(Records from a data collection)
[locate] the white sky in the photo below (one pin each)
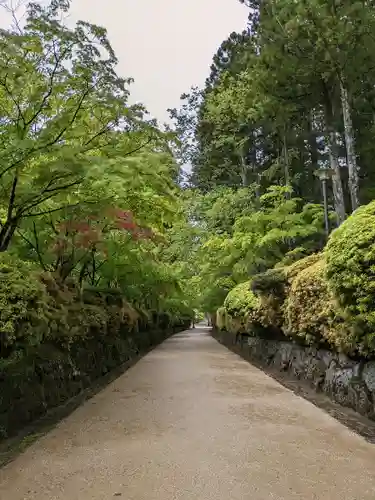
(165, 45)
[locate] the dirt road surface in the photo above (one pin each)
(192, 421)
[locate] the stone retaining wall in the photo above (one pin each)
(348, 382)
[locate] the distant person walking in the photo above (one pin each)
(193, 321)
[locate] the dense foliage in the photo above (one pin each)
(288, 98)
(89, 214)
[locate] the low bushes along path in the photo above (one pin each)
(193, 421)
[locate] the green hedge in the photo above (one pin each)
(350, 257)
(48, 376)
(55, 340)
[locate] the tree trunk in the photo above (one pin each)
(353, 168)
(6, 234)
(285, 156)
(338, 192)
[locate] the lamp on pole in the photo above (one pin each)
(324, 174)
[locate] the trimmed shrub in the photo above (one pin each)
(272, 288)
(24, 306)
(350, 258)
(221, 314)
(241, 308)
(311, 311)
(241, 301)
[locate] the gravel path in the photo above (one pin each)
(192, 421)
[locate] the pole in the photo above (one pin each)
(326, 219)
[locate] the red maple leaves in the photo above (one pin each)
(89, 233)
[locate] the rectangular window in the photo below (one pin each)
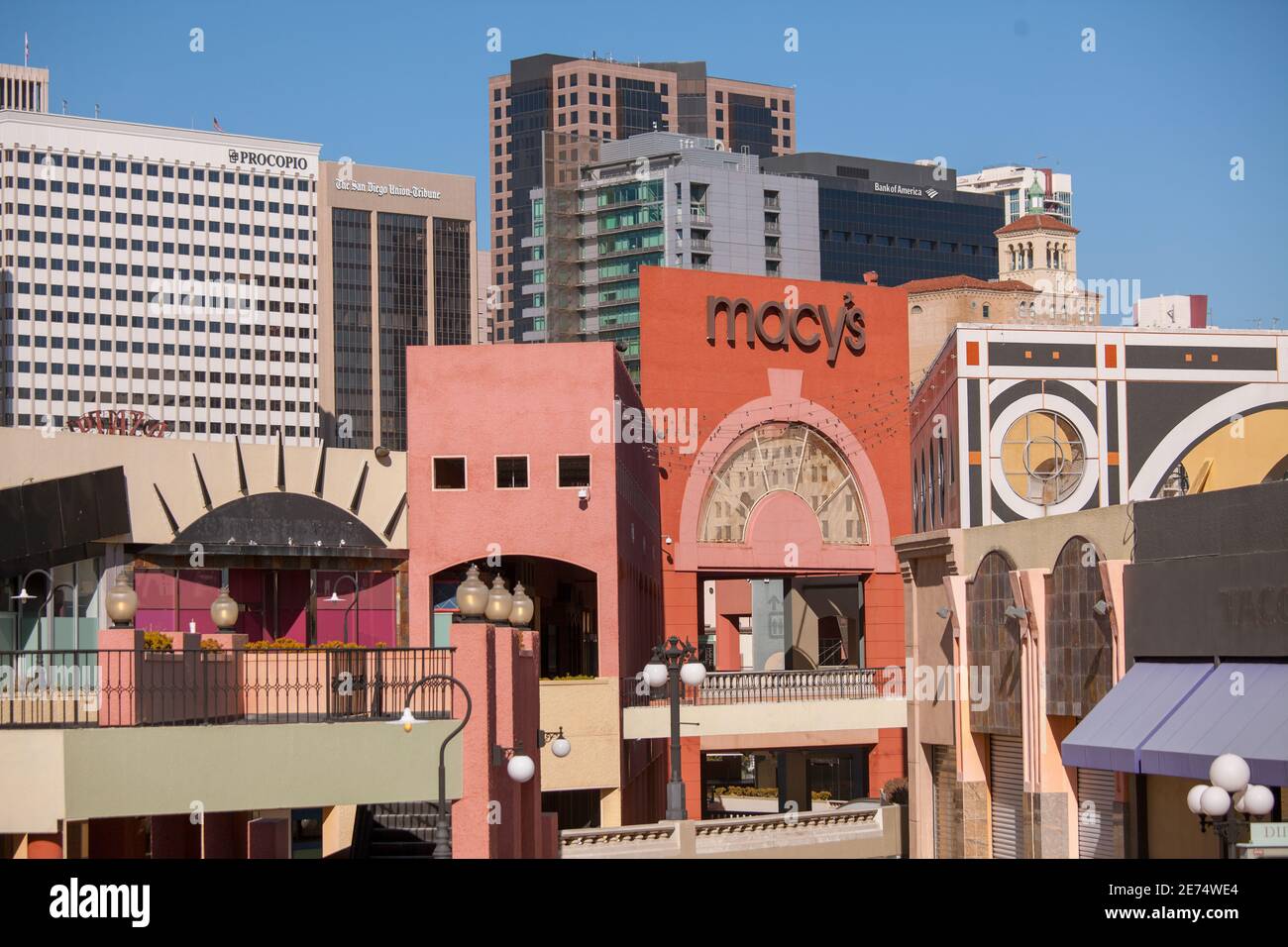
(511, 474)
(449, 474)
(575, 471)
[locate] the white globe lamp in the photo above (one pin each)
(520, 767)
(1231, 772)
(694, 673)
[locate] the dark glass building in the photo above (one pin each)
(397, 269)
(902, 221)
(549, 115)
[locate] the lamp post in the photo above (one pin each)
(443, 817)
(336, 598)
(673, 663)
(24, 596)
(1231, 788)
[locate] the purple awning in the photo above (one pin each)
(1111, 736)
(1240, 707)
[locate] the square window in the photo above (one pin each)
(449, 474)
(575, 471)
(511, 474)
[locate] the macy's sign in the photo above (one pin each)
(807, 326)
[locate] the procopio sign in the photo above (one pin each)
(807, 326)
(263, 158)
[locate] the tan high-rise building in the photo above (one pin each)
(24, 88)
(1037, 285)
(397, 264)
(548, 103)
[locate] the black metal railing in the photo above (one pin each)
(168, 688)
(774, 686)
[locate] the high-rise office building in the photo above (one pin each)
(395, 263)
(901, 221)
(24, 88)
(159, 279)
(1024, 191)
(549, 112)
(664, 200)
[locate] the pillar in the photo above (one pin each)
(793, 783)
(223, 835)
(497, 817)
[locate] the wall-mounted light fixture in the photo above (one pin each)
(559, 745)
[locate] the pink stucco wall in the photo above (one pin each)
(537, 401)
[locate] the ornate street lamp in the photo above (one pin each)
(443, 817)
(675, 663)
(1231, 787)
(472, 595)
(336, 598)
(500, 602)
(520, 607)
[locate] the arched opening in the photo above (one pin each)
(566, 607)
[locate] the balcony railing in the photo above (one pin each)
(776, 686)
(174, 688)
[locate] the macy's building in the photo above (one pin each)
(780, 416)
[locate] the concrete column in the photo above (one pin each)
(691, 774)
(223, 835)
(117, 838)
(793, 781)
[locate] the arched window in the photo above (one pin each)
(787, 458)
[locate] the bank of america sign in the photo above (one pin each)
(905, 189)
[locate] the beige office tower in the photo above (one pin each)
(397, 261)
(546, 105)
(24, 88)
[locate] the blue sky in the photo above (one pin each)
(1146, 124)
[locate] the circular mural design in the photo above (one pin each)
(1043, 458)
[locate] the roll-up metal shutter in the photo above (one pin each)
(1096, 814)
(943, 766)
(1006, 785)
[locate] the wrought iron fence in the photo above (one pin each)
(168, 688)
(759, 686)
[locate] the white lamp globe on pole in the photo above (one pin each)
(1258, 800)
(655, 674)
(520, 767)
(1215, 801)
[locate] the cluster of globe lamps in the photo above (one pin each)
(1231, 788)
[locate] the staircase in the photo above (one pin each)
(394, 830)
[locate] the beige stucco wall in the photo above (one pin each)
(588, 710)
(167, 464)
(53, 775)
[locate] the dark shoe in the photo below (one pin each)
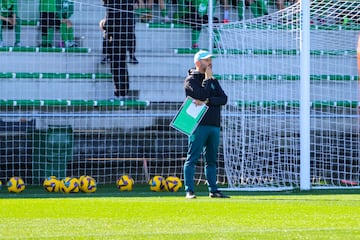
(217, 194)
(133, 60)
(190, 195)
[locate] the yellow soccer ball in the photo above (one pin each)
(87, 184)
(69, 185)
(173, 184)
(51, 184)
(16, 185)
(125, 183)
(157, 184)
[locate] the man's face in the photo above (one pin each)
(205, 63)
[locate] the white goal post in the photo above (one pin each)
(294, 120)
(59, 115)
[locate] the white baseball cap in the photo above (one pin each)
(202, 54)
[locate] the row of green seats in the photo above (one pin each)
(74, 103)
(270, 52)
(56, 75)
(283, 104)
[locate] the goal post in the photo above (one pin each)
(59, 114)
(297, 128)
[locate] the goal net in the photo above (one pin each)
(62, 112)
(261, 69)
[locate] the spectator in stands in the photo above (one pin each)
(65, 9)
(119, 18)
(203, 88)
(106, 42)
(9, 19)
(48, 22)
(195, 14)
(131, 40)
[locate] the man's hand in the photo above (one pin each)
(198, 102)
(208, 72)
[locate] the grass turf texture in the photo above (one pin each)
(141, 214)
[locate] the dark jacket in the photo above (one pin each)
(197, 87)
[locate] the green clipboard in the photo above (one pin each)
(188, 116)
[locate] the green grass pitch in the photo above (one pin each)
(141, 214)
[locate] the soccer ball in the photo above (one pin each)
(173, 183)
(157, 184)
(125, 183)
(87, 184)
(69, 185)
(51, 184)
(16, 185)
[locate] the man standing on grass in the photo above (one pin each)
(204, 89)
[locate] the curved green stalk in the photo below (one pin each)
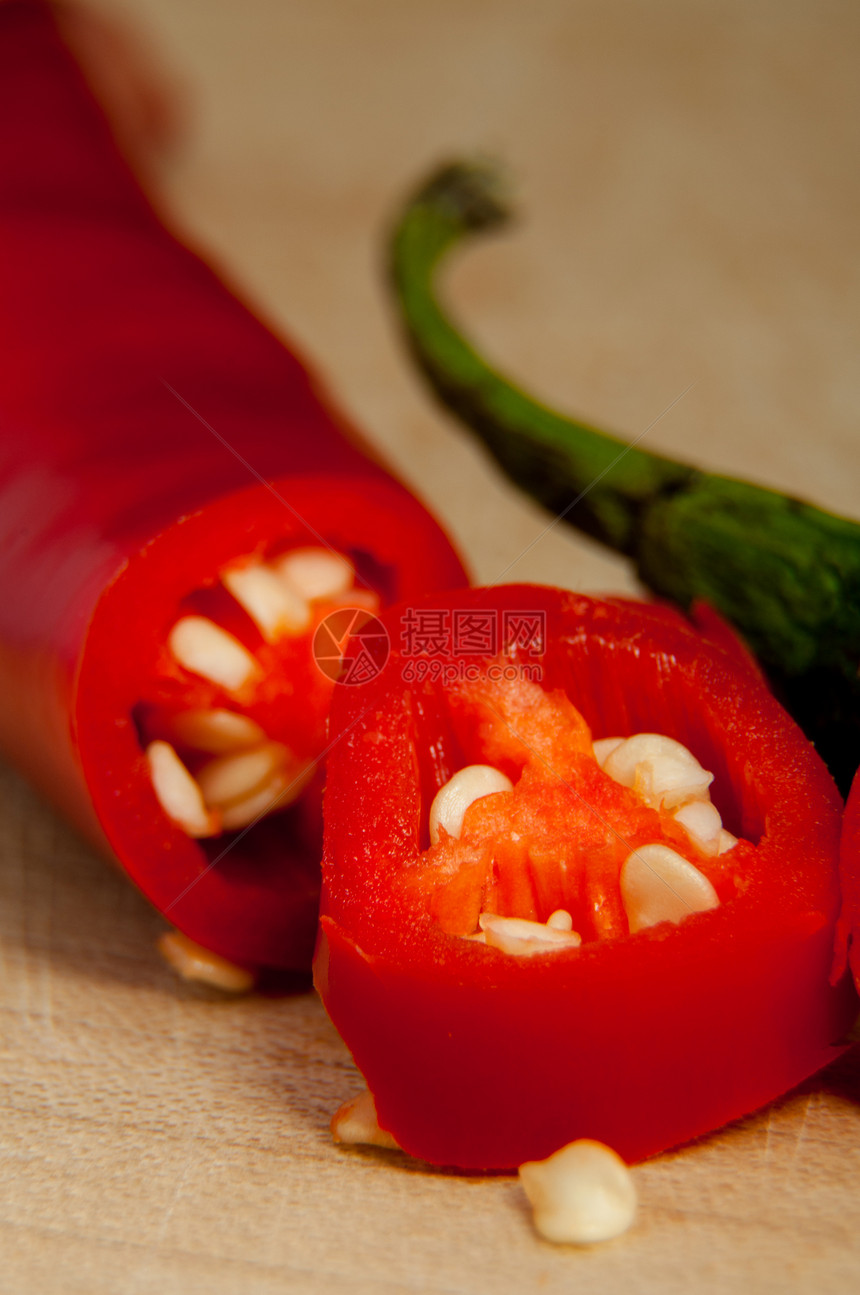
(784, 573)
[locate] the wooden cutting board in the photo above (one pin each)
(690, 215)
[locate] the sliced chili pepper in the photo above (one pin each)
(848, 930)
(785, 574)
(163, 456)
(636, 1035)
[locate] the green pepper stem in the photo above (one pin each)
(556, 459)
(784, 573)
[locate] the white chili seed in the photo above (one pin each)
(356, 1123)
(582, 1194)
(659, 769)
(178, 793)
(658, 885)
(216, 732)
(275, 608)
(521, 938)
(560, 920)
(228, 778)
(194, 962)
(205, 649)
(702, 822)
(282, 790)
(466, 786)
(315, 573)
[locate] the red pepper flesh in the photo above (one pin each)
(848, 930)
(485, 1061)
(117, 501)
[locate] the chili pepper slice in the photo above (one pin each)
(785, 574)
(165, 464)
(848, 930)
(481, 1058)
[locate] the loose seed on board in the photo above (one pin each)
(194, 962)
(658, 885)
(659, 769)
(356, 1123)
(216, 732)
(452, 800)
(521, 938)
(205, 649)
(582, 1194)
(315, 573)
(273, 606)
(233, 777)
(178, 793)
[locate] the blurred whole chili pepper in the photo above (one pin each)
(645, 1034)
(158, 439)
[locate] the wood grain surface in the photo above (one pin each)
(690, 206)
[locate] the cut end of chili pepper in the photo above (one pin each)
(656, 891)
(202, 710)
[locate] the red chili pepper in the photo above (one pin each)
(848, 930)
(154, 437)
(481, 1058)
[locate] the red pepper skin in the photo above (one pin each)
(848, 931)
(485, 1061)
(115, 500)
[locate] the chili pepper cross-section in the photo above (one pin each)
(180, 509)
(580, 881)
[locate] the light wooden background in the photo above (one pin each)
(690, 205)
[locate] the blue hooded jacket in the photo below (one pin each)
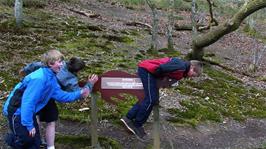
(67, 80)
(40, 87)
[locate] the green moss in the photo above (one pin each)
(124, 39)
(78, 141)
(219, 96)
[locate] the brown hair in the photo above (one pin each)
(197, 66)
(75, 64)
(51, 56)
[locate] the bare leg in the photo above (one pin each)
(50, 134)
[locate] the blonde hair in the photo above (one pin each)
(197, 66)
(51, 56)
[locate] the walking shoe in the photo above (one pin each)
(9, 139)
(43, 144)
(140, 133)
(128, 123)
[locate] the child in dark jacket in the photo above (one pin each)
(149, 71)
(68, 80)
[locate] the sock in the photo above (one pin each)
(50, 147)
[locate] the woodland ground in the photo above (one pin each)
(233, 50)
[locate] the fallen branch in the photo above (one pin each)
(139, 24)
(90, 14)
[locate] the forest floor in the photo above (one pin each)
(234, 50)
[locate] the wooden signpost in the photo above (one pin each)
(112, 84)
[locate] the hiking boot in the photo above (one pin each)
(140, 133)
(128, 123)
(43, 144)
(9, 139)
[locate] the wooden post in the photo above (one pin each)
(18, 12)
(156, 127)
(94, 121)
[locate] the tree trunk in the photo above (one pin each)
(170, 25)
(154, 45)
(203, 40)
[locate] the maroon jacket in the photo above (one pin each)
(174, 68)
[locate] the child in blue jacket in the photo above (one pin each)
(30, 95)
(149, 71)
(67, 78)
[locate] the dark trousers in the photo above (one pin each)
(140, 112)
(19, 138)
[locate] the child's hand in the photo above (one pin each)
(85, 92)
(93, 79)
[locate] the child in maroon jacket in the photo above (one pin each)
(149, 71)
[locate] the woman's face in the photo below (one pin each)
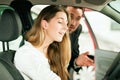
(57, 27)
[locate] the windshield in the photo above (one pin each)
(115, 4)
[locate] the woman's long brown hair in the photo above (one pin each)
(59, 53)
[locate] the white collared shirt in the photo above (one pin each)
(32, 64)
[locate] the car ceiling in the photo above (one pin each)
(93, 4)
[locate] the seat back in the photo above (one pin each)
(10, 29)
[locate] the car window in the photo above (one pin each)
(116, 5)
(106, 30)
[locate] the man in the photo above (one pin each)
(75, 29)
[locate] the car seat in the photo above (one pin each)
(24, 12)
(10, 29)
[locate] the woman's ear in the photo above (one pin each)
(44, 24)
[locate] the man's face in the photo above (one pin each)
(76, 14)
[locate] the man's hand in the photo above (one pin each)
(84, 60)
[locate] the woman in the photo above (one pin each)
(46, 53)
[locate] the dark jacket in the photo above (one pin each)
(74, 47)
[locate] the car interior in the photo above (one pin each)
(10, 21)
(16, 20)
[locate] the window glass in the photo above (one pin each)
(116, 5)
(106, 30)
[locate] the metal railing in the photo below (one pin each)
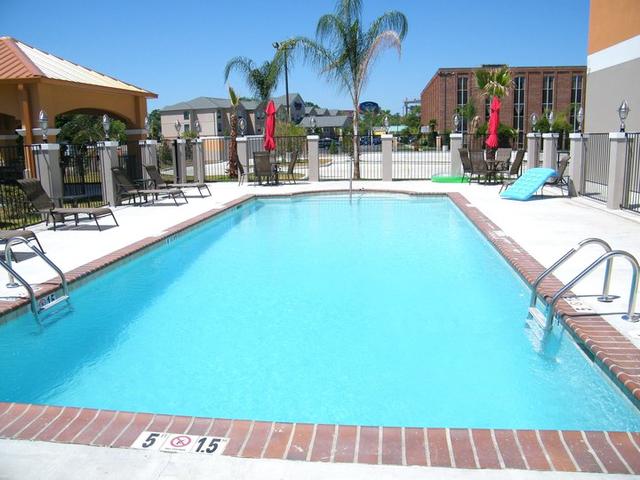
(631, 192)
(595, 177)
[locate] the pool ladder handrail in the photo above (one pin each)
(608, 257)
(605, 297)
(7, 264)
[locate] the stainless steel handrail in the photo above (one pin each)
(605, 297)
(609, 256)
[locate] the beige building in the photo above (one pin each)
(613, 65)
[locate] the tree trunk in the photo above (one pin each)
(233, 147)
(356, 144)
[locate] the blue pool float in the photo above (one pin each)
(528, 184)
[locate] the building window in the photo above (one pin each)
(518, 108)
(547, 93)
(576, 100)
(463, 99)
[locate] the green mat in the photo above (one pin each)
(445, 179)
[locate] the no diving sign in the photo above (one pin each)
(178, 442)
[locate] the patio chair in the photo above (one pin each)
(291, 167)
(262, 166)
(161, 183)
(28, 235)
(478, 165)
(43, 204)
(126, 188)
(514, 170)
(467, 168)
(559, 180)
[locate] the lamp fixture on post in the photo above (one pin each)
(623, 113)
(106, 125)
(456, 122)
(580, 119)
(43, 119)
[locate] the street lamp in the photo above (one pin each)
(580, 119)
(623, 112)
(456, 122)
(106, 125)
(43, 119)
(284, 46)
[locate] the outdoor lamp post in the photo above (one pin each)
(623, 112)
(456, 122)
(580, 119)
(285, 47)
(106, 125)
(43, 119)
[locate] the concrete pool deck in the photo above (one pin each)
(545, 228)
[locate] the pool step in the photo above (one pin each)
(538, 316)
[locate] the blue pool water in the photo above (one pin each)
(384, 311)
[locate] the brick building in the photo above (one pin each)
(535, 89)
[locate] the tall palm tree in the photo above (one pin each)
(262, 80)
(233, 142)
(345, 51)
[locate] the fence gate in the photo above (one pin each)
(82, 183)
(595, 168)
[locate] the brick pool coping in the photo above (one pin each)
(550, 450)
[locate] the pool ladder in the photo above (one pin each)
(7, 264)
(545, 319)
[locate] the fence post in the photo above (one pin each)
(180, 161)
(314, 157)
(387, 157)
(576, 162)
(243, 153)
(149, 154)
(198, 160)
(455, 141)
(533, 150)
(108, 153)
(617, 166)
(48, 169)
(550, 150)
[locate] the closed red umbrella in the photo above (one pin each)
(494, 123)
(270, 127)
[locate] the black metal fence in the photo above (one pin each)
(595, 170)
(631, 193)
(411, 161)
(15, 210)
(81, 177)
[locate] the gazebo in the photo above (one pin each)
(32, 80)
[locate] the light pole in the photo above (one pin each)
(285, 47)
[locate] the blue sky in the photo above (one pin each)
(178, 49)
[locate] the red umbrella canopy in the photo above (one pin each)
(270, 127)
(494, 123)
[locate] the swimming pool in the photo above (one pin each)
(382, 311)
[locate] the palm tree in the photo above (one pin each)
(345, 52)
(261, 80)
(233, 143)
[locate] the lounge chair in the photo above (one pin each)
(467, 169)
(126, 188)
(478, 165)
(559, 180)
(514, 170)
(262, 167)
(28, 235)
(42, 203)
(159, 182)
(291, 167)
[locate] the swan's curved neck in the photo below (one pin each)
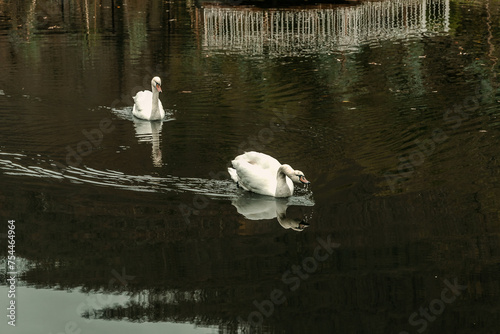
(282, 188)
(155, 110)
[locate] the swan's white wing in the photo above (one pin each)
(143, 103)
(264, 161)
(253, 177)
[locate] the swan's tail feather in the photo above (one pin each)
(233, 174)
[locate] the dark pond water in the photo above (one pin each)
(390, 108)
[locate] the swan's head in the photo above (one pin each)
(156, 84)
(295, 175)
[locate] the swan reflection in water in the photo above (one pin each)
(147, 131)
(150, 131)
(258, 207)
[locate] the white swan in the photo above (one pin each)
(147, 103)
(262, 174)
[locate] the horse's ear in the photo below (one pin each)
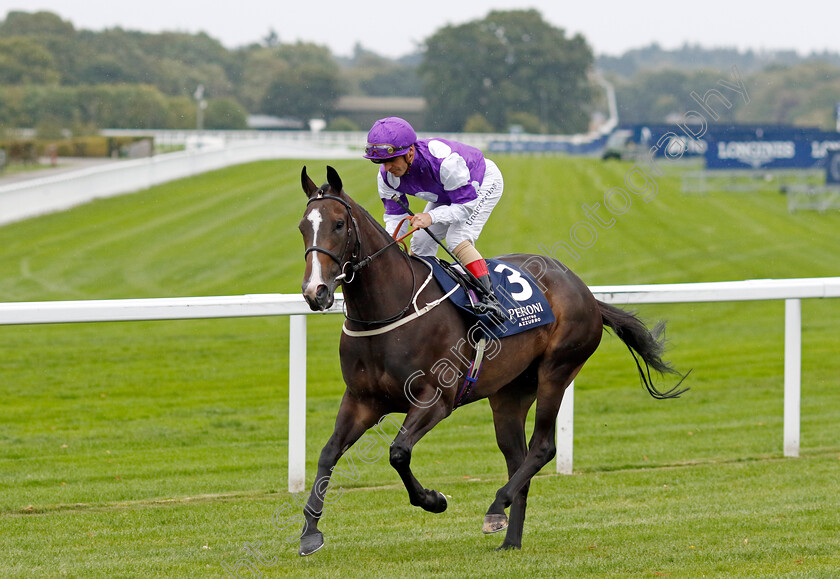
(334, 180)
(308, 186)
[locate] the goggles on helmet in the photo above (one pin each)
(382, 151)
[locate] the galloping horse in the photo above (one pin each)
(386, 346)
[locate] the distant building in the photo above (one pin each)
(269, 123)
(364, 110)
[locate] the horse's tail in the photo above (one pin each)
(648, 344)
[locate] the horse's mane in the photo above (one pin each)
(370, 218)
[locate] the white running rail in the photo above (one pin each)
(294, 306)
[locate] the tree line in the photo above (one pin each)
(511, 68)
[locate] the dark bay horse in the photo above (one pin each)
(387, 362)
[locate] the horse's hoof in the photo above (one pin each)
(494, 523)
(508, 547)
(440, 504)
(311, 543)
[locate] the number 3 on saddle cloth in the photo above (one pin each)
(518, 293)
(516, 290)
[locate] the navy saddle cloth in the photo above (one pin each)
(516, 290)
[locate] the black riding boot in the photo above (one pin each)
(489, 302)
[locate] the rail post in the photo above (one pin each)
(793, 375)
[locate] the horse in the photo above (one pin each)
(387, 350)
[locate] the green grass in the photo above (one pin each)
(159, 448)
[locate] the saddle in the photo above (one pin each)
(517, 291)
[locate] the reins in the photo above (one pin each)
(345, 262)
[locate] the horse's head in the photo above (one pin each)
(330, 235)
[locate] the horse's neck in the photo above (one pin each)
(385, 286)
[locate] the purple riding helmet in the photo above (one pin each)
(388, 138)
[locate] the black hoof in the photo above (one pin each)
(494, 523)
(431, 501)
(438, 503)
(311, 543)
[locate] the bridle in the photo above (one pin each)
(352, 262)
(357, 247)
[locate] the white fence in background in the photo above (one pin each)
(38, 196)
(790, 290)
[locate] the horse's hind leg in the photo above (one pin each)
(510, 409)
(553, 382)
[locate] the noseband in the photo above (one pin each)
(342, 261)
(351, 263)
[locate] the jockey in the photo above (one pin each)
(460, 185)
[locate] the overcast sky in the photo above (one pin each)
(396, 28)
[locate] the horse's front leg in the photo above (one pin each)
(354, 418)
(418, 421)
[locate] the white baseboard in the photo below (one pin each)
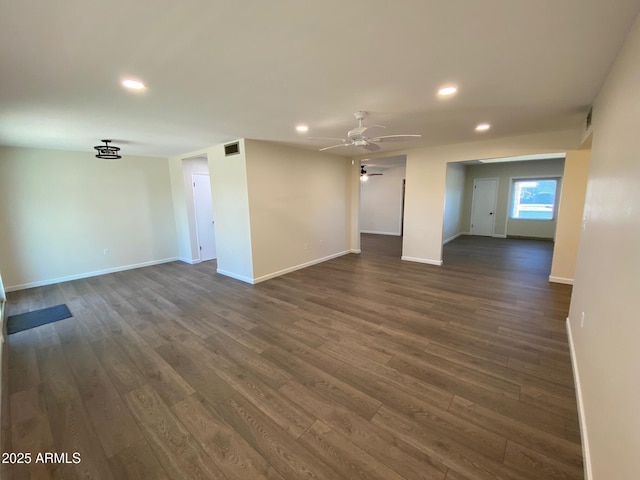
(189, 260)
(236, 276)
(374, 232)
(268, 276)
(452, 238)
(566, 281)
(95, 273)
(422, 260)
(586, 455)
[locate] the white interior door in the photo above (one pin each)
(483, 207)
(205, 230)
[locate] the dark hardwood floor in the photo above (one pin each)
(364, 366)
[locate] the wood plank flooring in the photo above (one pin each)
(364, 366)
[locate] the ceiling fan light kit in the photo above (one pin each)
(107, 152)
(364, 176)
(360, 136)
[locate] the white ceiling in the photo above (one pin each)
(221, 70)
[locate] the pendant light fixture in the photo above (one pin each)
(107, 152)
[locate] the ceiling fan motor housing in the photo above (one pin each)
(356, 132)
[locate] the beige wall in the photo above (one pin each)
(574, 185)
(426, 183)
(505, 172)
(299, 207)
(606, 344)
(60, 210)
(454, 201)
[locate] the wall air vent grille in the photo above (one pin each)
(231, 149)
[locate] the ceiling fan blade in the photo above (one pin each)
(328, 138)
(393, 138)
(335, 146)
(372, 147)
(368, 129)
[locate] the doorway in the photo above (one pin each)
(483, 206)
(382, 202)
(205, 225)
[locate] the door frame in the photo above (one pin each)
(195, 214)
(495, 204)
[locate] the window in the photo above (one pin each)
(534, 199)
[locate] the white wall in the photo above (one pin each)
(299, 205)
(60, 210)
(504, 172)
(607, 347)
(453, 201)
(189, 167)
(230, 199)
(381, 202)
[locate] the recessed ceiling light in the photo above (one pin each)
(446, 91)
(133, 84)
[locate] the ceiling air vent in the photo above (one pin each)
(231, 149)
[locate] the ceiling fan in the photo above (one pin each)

● Do this
All lines from the one containing "[locate] the wall air" through the final line of the listing above are to be reproduced exactly; include both and add nothing.

● Correct output
[locate] the wall air vent grille in the photo above (one pin each)
(231, 149)
[locate] the ceiling fan blade in the photo above (one pin each)
(328, 138)
(393, 138)
(335, 146)
(372, 147)
(368, 129)
[locate] the doorway in the photo above (one pin each)
(483, 206)
(382, 202)
(205, 225)
[locate] the door frame in the photo above (one pin each)
(195, 214)
(495, 204)
[locate] the window in the photo above (one pin each)
(534, 199)
[locate] the white wall in the photo above (one pin each)
(299, 205)
(60, 210)
(504, 172)
(607, 347)
(453, 201)
(189, 167)
(230, 199)
(381, 202)
[locate] the recessed ceiling light in the photo above (one pin each)
(446, 91)
(133, 84)
[locate] the ceiling air vent in the photo above (one pin each)
(231, 149)
[locate] the ceiling fan in the photo above (one pin each)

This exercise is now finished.